• **Given instruction**
List each line in the data below that contains the word "concrete", copying every such line in full.

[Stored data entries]
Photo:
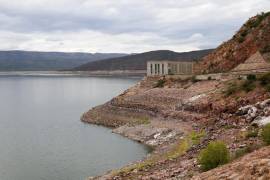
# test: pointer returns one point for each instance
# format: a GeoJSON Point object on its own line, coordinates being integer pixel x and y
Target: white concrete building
{"type": "Point", "coordinates": [160, 68]}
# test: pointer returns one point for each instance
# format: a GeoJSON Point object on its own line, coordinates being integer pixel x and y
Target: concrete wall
{"type": "Point", "coordinates": [159, 68]}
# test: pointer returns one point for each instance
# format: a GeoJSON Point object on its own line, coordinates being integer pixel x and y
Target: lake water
{"type": "Point", "coordinates": [42, 137]}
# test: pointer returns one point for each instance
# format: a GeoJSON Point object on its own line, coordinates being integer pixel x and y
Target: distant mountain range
{"type": "Point", "coordinates": [138, 61]}
{"type": "Point", "coordinates": [47, 61]}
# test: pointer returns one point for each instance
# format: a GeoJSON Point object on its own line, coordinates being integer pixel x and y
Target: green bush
{"type": "Point", "coordinates": [251, 77]}
{"type": "Point", "coordinates": [215, 154]}
{"type": "Point", "coordinates": [194, 79]}
{"type": "Point", "coordinates": [266, 134]}
{"type": "Point", "coordinates": [160, 83]}
{"type": "Point", "coordinates": [252, 133]}
{"type": "Point", "coordinates": [231, 89]}
{"type": "Point", "coordinates": [241, 152]}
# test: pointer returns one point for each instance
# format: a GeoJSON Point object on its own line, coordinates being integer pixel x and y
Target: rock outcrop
{"type": "Point", "coordinates": [252, 37]}
{"type": "Point", "coordinates": [250, 167]}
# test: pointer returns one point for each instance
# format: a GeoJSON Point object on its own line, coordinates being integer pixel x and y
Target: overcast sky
{"type": "Point", "coordinates": [129, 26]}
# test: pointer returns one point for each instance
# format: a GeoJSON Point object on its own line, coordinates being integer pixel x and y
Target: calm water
{"type": "Point", "coordinates": [42, 137]}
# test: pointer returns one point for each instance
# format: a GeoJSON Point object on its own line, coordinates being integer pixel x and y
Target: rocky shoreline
{"type": "Point", "coordinates": [178, 120]}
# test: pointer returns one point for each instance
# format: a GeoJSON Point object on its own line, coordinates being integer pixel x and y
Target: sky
{"type": "Point", "coordinates": [122, 26]}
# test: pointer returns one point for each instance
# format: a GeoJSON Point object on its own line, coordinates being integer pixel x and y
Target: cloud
{"type": "Point", "coordinates": [121, 25]}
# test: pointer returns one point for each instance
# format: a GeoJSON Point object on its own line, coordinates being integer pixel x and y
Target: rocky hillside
{"type": "Point", "coordinates": [138, 61]}
{"type": "Point", "coordinates": [253, 36]}
{"type": "Point", "coordinates": [180, 117]}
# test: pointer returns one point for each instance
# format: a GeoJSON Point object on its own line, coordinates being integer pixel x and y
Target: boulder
{"type": "Point", "coordinates": [261, 121]}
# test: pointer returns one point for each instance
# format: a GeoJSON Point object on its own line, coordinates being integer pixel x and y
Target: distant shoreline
{"type": "Point", "coordinates": [75, 73]}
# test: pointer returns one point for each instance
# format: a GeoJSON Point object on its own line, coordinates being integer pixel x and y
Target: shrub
{"type": "Point", "coordinates": [194, 80]}
{"type": "Point", "coordinates": [160, 83]}
{"type": "Point", "coordinates": [252, 133]}
{"type": "Point", "coordinates": [241, 152]}
{"type": "Point", "coordinates": [266, 49]}
{"type": "Point", "coordinates": [251, 77]}
{"type": "Point", "coordinates": [265, 79]}
{"type": "Point", "coordinates": [248, 86]}
{"type": "Point", "coordinates": [196, 136]}
{"type": "Point", "coordinates": [231, 89]}
{"type": "Point", "coordinates": [215, 154]}
{"type": "Point", "coordinates": [267, 87]}
{"type": "Point", "coordinates": [241, 39]}
{"type": "Point", "coordinates": [266, 134]}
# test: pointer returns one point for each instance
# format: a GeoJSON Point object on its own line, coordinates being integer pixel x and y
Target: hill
{"type": "Point", "coordinates": [138, 61]}
{"type": "Point", "coordinates": [253, 36]}
{"type": "Point", "coordinates": [47, 61]}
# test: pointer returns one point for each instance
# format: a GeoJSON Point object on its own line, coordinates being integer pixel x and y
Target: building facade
{"type": "Point", "coordinates": [160, 68]}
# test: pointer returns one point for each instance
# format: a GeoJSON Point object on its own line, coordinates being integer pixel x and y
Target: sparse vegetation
{"type": "Point", "coordinates": [251, 77]}
{"type": "Point", "coordinates": [178, 150]}
{"type": "Point", "coordinates": [266, 49]}
{"type": "Point", "coordinates": [265, 79]}
{"type": "Point", "coordinates": [241, 39]}
{"type": "Point", "coordinates": [231, 89]}
{"type": "Point", "coordinates": [252, 133]}
{"type": "Point", "coordinates": [196, 137]}
{"type": "Point", "coordinates": [242, 151]}
{"type": "Point", "coordinates": [266, 134]}
{"type": "Point", "coordinates": [253, 23]}
{"type": "Point", "coordinates": [194, 79]}
{"type": "Point", "coordinates": [215, 154]}
{"type": "Point", "coordinates": [143, 120]}
{"type": "Point", "coordinates": [248, 86]}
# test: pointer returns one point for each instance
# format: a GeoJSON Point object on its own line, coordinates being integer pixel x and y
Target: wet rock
{"type": "Point", "coordinates": [264, 103]}
{"type": "Point", "coordinates": [261, 121]}
{"type": "Point", "coordinates": [244, 110]}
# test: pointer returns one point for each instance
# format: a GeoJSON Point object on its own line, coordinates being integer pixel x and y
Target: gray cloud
{"type": "Point", "coordinates": [122, 25]}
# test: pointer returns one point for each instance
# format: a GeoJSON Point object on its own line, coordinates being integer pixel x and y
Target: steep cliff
{"type": "Point", "coordinates": [253, 36]}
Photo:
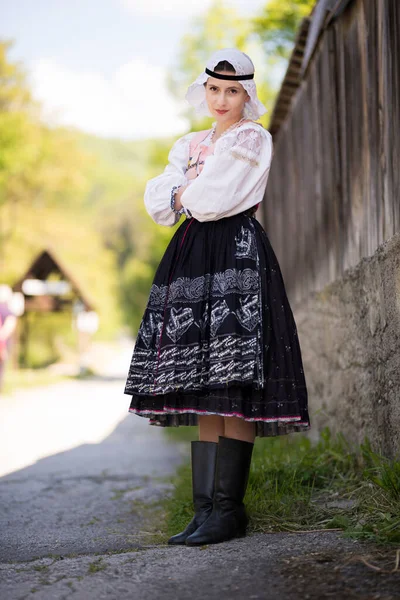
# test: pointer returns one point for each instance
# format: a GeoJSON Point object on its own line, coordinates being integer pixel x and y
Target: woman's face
{"type": "Point", "coordinates": [226, 99]}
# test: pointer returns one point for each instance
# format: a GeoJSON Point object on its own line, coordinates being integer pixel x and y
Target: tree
{"type": "Point", "coordinates": [276, 26]}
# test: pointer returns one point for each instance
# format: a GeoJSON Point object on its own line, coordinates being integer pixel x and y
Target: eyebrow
{"type": "Point", "coordinates": [232, 87]}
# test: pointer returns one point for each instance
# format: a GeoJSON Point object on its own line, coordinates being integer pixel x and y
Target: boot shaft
{"type": "Point", "coordinates": [232, 470]}
{"type": "Point", "coordinates": [204, 458]}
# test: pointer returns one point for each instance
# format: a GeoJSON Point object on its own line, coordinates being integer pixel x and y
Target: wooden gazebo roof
{"type": "Point", "coordinates": [46, 264]}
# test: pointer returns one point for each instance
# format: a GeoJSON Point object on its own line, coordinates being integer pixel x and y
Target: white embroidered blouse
{"type": "Point", "coordinates": [232, 180]}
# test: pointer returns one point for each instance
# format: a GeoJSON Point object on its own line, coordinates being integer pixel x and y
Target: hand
{"type": "Point", "coordinates": [178, 194]}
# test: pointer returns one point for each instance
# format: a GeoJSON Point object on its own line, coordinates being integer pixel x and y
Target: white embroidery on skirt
{"type": "Point", "coordinates": [248, 313]}
{"type": "Point", "coordinates": [246, 246]}
{"type": "Point", "coordinates": [219, 312]}
{"type": "Point", "coordinates": [179, 322]}
{"type": "Point", "coordinates": [150, 326]}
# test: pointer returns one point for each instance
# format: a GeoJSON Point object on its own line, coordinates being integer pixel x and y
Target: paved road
{"type": "Point", "coordinates": [77, 470]}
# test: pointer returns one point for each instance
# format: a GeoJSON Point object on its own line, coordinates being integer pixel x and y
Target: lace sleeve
{"type": "Point", "coordinates": [245, 145]}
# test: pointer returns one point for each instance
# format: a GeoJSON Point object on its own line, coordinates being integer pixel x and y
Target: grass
{"type": "Point", "coordinates": [295, 485]}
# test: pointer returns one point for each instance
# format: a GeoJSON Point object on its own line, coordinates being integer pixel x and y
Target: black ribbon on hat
{"type": "Point", "coordinates": [229, 77]}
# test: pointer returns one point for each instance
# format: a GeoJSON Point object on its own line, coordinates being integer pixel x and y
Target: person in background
{"type": "Point", "coordinates": [8, 323]}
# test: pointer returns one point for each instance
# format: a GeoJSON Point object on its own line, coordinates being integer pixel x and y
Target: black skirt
{"type": "Point", "coordinates": [218, 336]}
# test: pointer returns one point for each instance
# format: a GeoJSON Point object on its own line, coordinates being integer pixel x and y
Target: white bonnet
{"type": "Point", "coordinates": [243, 65]}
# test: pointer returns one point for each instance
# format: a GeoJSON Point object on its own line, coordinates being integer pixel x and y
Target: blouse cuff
{"type": "Point", "coordinates": [181, 211]}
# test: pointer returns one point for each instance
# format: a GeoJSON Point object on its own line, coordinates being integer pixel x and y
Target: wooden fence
{"type": "Point", "coordinates": [333, 193]}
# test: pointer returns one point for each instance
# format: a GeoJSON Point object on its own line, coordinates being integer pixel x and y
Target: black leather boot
{"type": "Point", "coordinates": [228, 518]}
{"type": "Point", "coordinates": [204, 455]}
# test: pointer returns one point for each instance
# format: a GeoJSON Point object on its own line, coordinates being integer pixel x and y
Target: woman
{"type": "Point", "coordinates": [217, 346]}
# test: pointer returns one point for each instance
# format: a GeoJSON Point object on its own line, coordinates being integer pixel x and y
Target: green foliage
{"type": "Point", "coordinates": [277, 25]}
{"type": "Point", "coordinates": [297, 485]}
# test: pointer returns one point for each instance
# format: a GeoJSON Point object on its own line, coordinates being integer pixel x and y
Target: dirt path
{"type": "Point", "coordinates": [77, 474]}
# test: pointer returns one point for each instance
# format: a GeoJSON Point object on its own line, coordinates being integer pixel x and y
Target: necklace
{"type": "Point", "coordinates": [233, 126]}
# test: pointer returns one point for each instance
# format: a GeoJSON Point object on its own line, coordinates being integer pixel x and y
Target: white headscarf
{"type": "Point", "coordinates": [243, 65]}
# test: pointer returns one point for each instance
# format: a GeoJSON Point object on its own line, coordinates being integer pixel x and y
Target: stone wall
{"type": "Point", "coordinates": [349, 334]}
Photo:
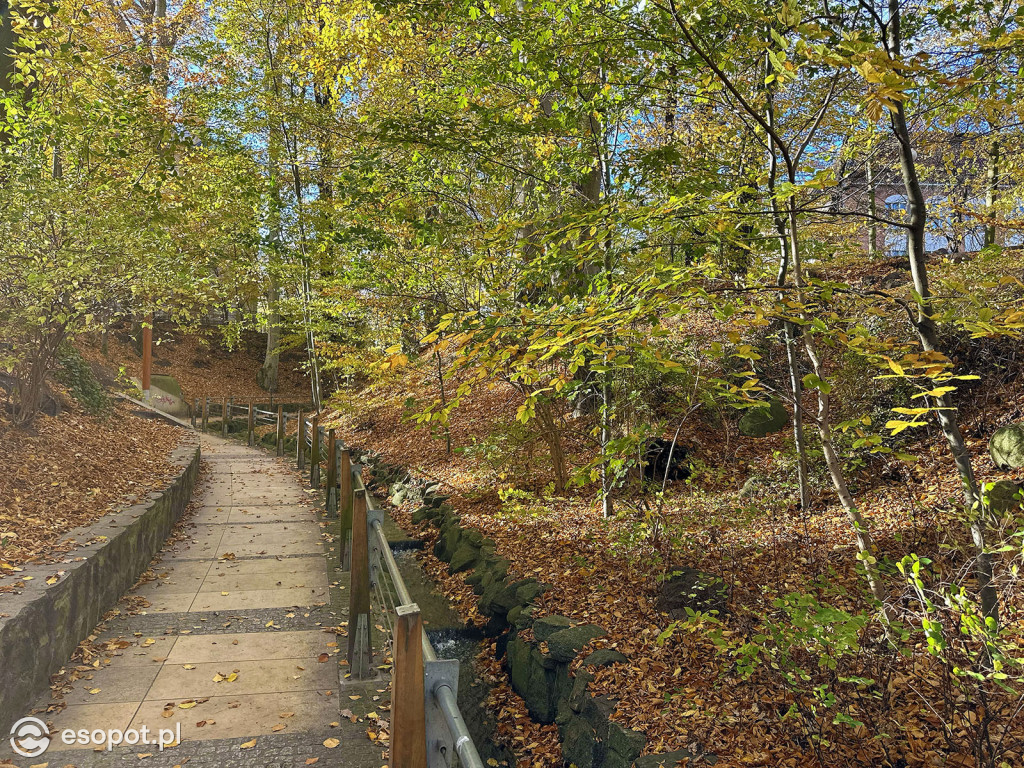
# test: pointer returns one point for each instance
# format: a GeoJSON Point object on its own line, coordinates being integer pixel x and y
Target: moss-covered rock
{"type": "Point", "coordinates": [547, 626]}
{"type": "Point", "coordinates": [564, 645]}
{"type": "Point", "coordinates": [578, 695]}
{"type": "Point", "coordinates": [1007, 446]}
{"type": "Point", "coordinates": [666, 760]}
{"type": "Point", "coordinates": [465, 557]}
{"type": "Point", "coordinates": [1003, 496]}
{"type": "Point", "coordinates": [581, 745]}
{"type": "Point", "coordinates": [530, 679]}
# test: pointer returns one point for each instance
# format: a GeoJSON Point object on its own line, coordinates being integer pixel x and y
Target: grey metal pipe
{"type": "Point", "coordinates": [464, 747]}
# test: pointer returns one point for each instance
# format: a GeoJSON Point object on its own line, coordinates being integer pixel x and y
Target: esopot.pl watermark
{"type": "Point", "coordinates": [30, 737]}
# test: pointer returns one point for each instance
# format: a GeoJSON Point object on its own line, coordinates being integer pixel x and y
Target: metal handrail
{"type": "Point", "coordinates": [441, 691]}
{"type": "Point", "coordinates": [440, 686]}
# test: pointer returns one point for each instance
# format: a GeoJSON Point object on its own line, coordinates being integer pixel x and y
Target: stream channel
{"type": "Point", "coordinates": [452, 639]}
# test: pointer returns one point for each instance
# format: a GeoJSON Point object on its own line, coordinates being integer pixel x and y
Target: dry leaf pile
{"type": "Point", "coordinates": [684, 691]}
{"type": "Point", "coordinates": [70, 470]}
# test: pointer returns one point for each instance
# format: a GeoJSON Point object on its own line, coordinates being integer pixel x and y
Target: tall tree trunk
{"type": "Point", "coordinates": [788, 329]}
{"type": "Point", "coordinates": [991, 189]}
{"type": "Point", "coordinates": [927, 331]}
{"type": "Point", "coordinates": [267, 376]}
{"type": "Point", "coordinates": [872, 212]}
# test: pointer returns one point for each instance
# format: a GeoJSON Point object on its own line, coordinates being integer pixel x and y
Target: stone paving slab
{"type": "Point", "coordinates": [240, 629]}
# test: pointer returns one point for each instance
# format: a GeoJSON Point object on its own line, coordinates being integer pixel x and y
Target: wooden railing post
{"type": "Point", "coordinates": [345, 509]}
{"type": "Point", "coordinates": [251, 427]}
{"type": "Point", "coordinates": [281, 430]}
{"type": "Point", "coordinates": [359, 648]}
{"type": "Point", "coordinates": [332, 474]}
{"type": "Point", "coordinates": [314, 454]}
{"type": "Point", "coordinates": [409, 722]}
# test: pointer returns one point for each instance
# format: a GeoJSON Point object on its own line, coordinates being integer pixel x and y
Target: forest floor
{"type": "Point", "coordinates": [202, 364]}
{"type": "Point", "coordinates": [685, 687]}
{"type": "Point", "coordinates": [68, 471]}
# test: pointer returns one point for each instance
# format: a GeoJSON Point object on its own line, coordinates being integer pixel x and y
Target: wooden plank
{"type": "Point", "coordinates": [251, 430]}
{"type": "Point", "coordinates": [332, 473]}
{"type": "Point", "coordinates": [281, 430]}
{"type": "Point", "coordinates": [314, 454]}
{"type": "Point", "coordinates": [359, 649]}
{"type": "Point", "coordinates": [345, 509]}
{"type": "Point", "coordinates": [409, 725]}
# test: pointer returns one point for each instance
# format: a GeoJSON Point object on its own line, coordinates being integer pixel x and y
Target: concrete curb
{"type": "Point", "coordinates": [41, 627]}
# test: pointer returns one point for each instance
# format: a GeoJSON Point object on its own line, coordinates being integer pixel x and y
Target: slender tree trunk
{"type": "Point", "coordinates": [991, 189]}
{"type": "Point", "coordinates": [928, 333]}
{"type": "Point", "coordinates": [788, 329]}
{"type": "Point", "coordinates": [872, 212]}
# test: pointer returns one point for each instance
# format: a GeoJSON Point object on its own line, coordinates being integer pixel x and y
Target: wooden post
{"type": "Point", "coordinates": [281, 430]}
{"type": "Point", "coordinates": [146, 356]}
{"type": "Point", "coordinates": [332, 474]}
{"type": "Point", "coordinates": [314, 454]}
{"type": "Point", "coordinates": [359, 648]}
{"type": "Point", "coordinates": [345, 509]}
{"type": "Point", "coordinates": [409, 722]}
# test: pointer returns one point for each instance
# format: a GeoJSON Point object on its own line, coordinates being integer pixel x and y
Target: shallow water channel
{"type": "Point", "coordinates": [452, 639]}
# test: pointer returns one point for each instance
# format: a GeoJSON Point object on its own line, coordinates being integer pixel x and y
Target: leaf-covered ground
{"type": "Point", "coordinates": [684, 690]}
{"type": "Point", "coordinates": [201, 363]}
{"type": "Point", "coordinates": [70, 470]}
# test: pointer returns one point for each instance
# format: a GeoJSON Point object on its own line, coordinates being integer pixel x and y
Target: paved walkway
{"type": "Point", "coordinates": [235, 650]}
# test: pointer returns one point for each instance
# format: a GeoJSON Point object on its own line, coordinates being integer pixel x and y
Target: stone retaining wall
{"type": "Point", "coordinates": [540, 674]}
{"type": "Point", "coordinates": [41, 627]}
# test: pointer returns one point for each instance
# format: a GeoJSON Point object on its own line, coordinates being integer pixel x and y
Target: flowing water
{"type": "Point", "coordinates": [452, 639]}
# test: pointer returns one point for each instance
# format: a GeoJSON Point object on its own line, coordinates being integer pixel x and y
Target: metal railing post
{"type": "Point", "coordinates": [409, 726]}
{"type": "Point", "coordinates": [281, 430]}
{"type": "Point", "coordinates": [314, 453]}
{"type": "Point", "coordinates": [332, 474]}
{"type": "Point", "coordinates": [345, 509]}
{"type": "Point", "coordinates": [359, 648]}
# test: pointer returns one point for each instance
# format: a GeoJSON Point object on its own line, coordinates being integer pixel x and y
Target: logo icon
{"type": "Point", "coordinates": [30, 737]}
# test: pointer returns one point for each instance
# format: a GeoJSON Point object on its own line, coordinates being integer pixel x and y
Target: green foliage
{"type": "Point", "coordinates": [77, 375]}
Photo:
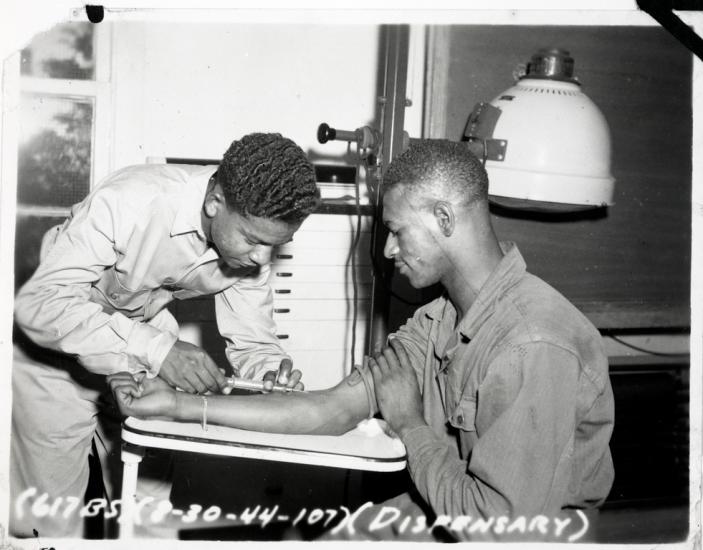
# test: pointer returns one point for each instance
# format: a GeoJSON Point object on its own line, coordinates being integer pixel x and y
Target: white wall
{"type": "Point", "coordinates": [188, 90]}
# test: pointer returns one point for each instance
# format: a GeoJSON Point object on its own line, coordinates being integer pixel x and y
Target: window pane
{"type": "Point", "coordinates": [66, 51]}
{"type": "Point", "coordinates": [28, 235]}
{"type": "Point", "coordinates": [55, 150]}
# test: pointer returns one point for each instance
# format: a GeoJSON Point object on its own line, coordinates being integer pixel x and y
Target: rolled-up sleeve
{"type": "Point", "coordinates": [54, 307]}
{"type": "Point", "coordinates": [245, 320]}
{"type": "Point", "coordinates": [524, 423]}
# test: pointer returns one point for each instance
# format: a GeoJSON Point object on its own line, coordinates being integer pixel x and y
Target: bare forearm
{"type": "Point", "coordinates": [328, 412]}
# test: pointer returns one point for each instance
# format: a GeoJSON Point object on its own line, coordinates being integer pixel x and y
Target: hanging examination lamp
{"type": "Point", "coordinates": [545, 144]}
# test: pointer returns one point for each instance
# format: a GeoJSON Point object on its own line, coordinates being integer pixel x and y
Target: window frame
{"type": "Point", "coordinates": [99, 92]}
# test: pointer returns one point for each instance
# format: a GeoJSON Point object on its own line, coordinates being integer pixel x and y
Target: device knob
{"type": "Point", "coordinates": [325, 133]}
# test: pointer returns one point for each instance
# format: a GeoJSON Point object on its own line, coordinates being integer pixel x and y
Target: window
{"type": "Point", "coordinates": [64, 105]}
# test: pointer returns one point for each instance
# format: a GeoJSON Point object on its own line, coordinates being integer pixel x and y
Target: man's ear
{"type": "Point", "coordinates": [214, 200]}
{"type": "Point", "coordinates": [446, 220]}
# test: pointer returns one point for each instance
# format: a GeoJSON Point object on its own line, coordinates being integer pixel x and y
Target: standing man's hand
{"type": "Point", "coordinates": [143, 397]}
{"type": "Point", "coordinates": [285, 376]}
{"type": "Point", "coordinates": [397, 392]}
{"type": "Point", "coordinates": [190, 368]}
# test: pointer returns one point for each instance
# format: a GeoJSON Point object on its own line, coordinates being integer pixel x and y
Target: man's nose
{"type": "Point", "coordinates": [261, 254]}
{"type": "Point", "coordinates": [391, 247]}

• **Solution**
Target: white concrete building
Target: concrete wall
Target: concrete curb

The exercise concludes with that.